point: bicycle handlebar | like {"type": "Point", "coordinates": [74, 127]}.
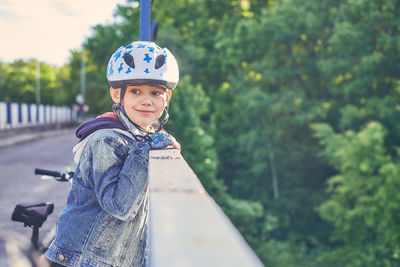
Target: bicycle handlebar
{"type": "Point", "coordinates": [61, 177]}
{"type": "Point", "coordinates": [46, 172]}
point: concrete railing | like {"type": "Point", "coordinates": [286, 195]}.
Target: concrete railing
{"type": "Point", "coordinates": [15, 115]}
{"type": "Point", "coordinates": [187, 227]}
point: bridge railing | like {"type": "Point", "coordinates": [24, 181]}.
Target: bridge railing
{"type": "Point", "coordinates": [15, 115]}
{"type": "Point", "coordinates": [187, 227]}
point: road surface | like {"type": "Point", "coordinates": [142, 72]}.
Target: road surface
{"type": "Point", "coordinates": [19, 184]}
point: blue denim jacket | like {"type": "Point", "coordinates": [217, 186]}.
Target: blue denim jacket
{"type": "Point", "coordinates": [104, 222]}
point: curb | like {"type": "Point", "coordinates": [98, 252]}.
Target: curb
{"type": "Point", "coordinates": [18, 138]}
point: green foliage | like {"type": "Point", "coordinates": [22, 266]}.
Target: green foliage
{"type": "Point", "coordinates": [363, 206]}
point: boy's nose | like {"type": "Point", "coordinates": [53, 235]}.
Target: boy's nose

════════

> What is needed
Among the lines above, find those holding "nose" and copy each one.

> Solution
point: boy's nose | like {"type": "Point", "coordinates": [53, 235]}.
Target: boy's nose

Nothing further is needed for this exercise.